Segment Start: DATA
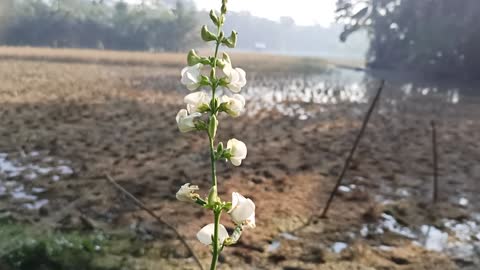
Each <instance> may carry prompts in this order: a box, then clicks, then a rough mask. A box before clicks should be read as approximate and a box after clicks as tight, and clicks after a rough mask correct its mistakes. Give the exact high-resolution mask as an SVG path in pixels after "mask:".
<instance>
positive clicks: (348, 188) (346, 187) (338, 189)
mask: <svg viewBox="0 0 480 270" xmlns="http://www.w3.org/2000/svg"><path fill="white" fill-rule="evenodd" d="M356 188H357V185H353V184H352V185H349V186H339V187H338V190H339V191H340V192H343V193H349V192H352V191H353V190H354V189H356Z"/></svg>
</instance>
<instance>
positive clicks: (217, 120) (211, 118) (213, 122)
mask: <svg viewBox="0 0 480 270" xmlns="http://www.w3.org/2000/svg"><path fill="white" fill-rule="evenodd" d="M217 127H218V120H217V117H215V115H212V116H210V121H209V122H208V134H210V137H212V138H215V135H217Z"/></svg>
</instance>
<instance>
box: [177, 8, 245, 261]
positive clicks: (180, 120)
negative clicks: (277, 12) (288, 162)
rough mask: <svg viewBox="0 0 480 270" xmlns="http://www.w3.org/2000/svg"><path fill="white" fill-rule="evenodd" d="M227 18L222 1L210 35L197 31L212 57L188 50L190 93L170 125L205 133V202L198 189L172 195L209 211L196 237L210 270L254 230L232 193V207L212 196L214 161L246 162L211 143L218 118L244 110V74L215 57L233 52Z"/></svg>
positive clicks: (215, 176)
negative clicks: (225, 252) (227, 251)
mask: <svg viewBox="0 0 480 270" xmlns="http://www.w3.org/2000/svg"><path fill="white" fill-rule="evenodd" d="M226 14H227V0H222V5H221V9H220V12H219V13H218V12H216V11H214V10H212V11H211V12H210V19H211V20H212V22H213V24H214V25H215V26H216V28H217V29H216V31H215V32H216V33H213V32H211V31H210V30H209V29H208V28H207V26H206V25H205V26H203V27H202V29H201V37H202V39H203V41H205V42H207V43H210V42H212V43H214V44H215V53H214V55H213V56H209V57H205V56H199V55H198V54H197V53H196V52H195V51H194V50H191V51H190V52H189V53H188V57H187V62H188V66H187V67H186V68H184V69H183V70H182V72H181V74H182V80H181V82H182V84H184V85H185V86H186V87H187V89H188V90H190V91H196V92H193V93H191V94H189V95H187V96H186V97H185V98H184V101H185V103H186V109H182V110H180V111H179V112H178V114H177V117H176V120H177V124H178V128H179V129H180V131H181V132H191V131H200V132H205V133H206V135H207V136H208V140H209V148H210V160H211V173H212V182H211V188H210V192H209V194H208V197H207V198H202V197H201V196H200V195H199V194H198V193H197V191H198V190H199V188H198V186H196V185H191V184H190V183H187V184H185V185H183V186H182V187H181V188H180V190H179V191H178V192H177V194H176V197H177V199H178V200H180V201H185V202H194V203H196V204H198V205H200V206H202V207H203V208H205V209H207V210H209V211H212V212H213V217H214V222H213V223H211V224H208V225H206V226H204V227H203V228H202V229H201V230H200V231H199V232H198V233H197V238H198V240H199V241H200V242H201V243H203V244H205V245H207V246H210V247H211V251H212V262H211V266H210V269H211V270H213V269H216V268H217V263H218V257H219V255H220V253H221V252H222V250H223V249H224V248H225V247H226V246H230V245H233V244H235V243H236V242H237V241H238V240H239V238H240V236H241V234H242V231H243V229H244V228H255V204H254V203H253V201H252V200H250V199H248V198H245V197H244V196H242V195H241V194H239V193H237V192H233V193H232V201H231V202H226V201H222V199H220V197H219V196H218V189H219V187H218V181H217V175H216V167H215V163H216V162H217V161H219V160H229V161H230V162H231V163H232V164H233V165H234V166H240V165H241V163H242V160H243V159H245V158H246V156H247V147H246V145H245V143H243V142H242V141H239V140H237V139H235V138H233V139H230V140H229V141H228V142H227V145H226V147H225V146H224V145H223V143H222V142H220V143H218V144H216V142H215V138H216V135H217V130H218V126H219V121H218V115H219V114H220V113H224V114H227V115H230V116H231V117H234V118H235V117H238V116H239V115H240V114H241V113H242V112H243V111H244V110H245V98H244V97H243V96H242V95H240V94H238V93H239V92H240V91H241V89H242V88H243V87H244V86H245V84H246V74H245V71H244V70H242V69H240V68H234V67H233V66H232V61H231V59H230V57H229V55H228V54H227V53H225V52H224V53H222V57H219V49H220V47H221V46H226V47H228V48H234V47H235V45H236V43H237V33H236V32H235V31H232V33H231V34H230V36H228V37H226V36H225V34H224V32H223V31H222V28H223V25H224V22H225V16H226ZM223 212H226V213H228V214H229V215H230V217H231V218H232V221H233V222H234V223H235V225H236V227H235V229H234V231H233V233H232V235H229V234H228V232H227V230H226V229H225V227H224V226H223V225H222V224H220V217H221V215H222V213H223Z"/></svg>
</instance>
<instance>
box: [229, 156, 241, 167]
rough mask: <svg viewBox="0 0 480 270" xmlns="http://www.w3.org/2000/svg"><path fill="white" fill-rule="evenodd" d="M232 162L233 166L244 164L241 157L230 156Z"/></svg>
mask: <svg viewBox="0 0 480 270" xmlns="http://www.w3.org/2000/svg"><path fill="white" fill-rule="evenodd" d="M230 162H232V164H233V166H240V165H242V160H241V159H239V158H230Z"/></svg>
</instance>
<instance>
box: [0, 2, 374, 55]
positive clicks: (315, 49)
Segment End: DATA
**YOUR GOAL:** I'd like the data above duplicated exactly, with no pictures included.

**ANSWER TO THIS PROBLEM:**
Each <instance> may carry prompts in this order: a box, then clicks, then a rough mask. A box before clicks should be read as approximate and a box after clicks as tight, and clicks after a rough mask correct its mistakes. Give the exact high-resolution mask as an SVG path in pixels after "mask:".
<instance>
positive clicks: (348, 188) (346, 187) (338, 189)
mask: <svg viewBox="0 0 480 270" xmlns="http://www.w3.org/2000/svg"><path fill="white" fill-rule="evenodd" d="M356 188H357V185H353V184H352V185H349V186H339V187H338V190H339V191H340V192H343V193H349V192H352V191H353V190H354V189H356Z"/></svg>
</instance>
<instance>
positive clicks: (217, 120) (211, 118) (213, 122)
mask: <svg viewBox="0 0 480 270" xmlns="http://www.w3.org/2000/svg"><path fill="white" fill-rule="evenodd" d="M217 127H218V120H217V117H215V115H212V116H210V121H209V122H208V134H210V137H212V138H215V135H217Z"/></svg>
</instance>
<instance>
box: [177, 8, 245, 261]
positive clicks: (180, 120)
negative clicks: (277, 12) (288, 162)
rough mask: <svg viewBox="0 0 480 270" xmlns="http://www.w3.org/2000/svg"><path fill="white" fill-rule="evenodd" d="M227 18L222 1L210 35L197 31L212 57L188 50L190 93L170 125L205 133V202L198 189L172 195L209 211L196 237L210 270L254 230L232 193V207L212 196L214 161L246 162L211 143L218 118L244 110V74L215 57L233 52Z"/></svg>
positive clicks: (215, 176)
negative clicks: (225, 252) (227, 251)
mask: <svg viewBox="0 0 480 270" xmlns="http://www.w3.org/2000/svg"><path fill="white" fill-rule="evenodd" d="M226 14H227V0H222V5H221V9H220V12H219V13H218V12H216V11H214V10H212V11H211V12H210V19H211V20H212V22H213V24H214V25H215V26H216V28H217V29H216V31H215V32H216V33H213V32H211V31H210V30H209V29H208V28H207V26H206V25H205V26H203V27H202V29H201V37H202V39H203V41H205V42H207V43H210V42H212V43H214V44H215V53H214V55H213V56H209V57H205V56H199V55H198V54H197V53H196V52H195V51H194V50H191V51H190V52H189V53H188V57H187V62H188V66H187V67H186V68H184V69H183V70H182V72H181V74H182V80H181V82H182V84H184V85H185V86H186V87H187V89H188V90H190V91H196V92H193V93H191V94H189V95H187V96H186V97H185V98H184V101H185V103H186V109H182V110H180V111H179V112H178V114H177V117H176V120H177V124H178V128H179V129H180V131H181V132H191V131H200V132H205V133H206V135H207V136H208V140H209V148H210V160H211V173H212V182H211V188H210V192H209V194H208V197H207V198H202V197H201V196H200V195H199V194H198V193H197V191H198V190H199V188H198V186H196V185H191V184H190V183H187V184H185V185H183V186H182V187H181V188H180V190H179V191H178V192H177V194H176V197H177V199H178V200H180V201H185V202H194V203H196V204H198V205H200V206H202V207H203V208H205V209H207V210H209V211H212V212H213V217H214V222H213V223H211V224H208V225H206V226H204V227H203V228H202V229H201V230H200V231H199V232H198V233H197V238H198V240H199V241H200V242H201V243H203V244H205V245H207V246H210V247H211V251H212V262H211V266H210V269H211V270H213V269H216V268H217V263H218V257H219V255H220V253H221V252H222V250H223V249H224V248H225V247H226V246H230V245H233V244H235V243H236V242H237V241H238V240H239V238H240V236H241V234H242V231H243V229H244V228H255V204H254V203H253V201H252V200H250V199H248V198H245V197H244V196H242V195H241V194H239V193H237V192H233V193H232V201H231V202H226V201H222V199H220V197H219V196H218V189H219V187H218V181H217V175H216V167H215V163H216V162H217V161H219V160H229V161H230V162H231V163H232V164H233V165H234V166H240V165H241V163H242V160H243V159H245V158H246V156H247V147H246V145H245V143H243V142H242V141H239V140H237V139H235V138H233V139H230V140H229V141H228V142H227V145H226V147H225V146H224V145H223V143H222V142H220V143H218V144H216V142H215V138H216V135H217V130H218V126H219V121H218V115H219V114H220V113H224V114H227V115H230V116H231V117H234V118H235V117H238V116H239V115H240V114H241V113H242V112H243V111H244V110H245V98H244V97H243V96H242V95H240V94H238V93H239V92H240V91H241V89H242V88H243V87H244V86H245V84H246V74H245V71H244V70H242V69H240V68H234V67H233V66H232V61H231V59H230V57H229V55H228V54H227V53H225V52H224V53H222V57H219V49H220V47H221V46H226V47H228V48H234V47H235V45H236V43H237V33H236V32H235V31H232V33H231V34H230V36H228V37H226V36H225V34H224V32H223V31H222V28H223V25H224V22H225V16H226ZM223 212H226V213H228V214H229V215H230V217H231V218H232V221H233V222H234V223H235V225H236V227H235V229H234V231H233V233H232V235H229V234H228V232H227V230H226V229H225V227H224V226H223V225H222V224H220V217H221V215H222V213H223Z"/></svg>
</instance>
<instance>
box: [229, 156, 241, 167]
rough mask: <svg viewBox="0 0 480 270" xmlns="http://www.w3.org/2000/svg"><path fill="white" fill-rule="evenodd" d="M232 162L233 166L244 164L241 157L230 156Z"/></svg>
mask: <svg viewBox="0 0 480 270" xmlns="http://www.w3.org/2000/svg"><path fill="white" fill-rule="evenodd" d="M230 162H232V164H233V166H240V165H242V160H241V159H239V158H230Z"/></svg>
</instance>
<instance>
box: [0, 2, 374, 55]
positive clicks: (315, 49)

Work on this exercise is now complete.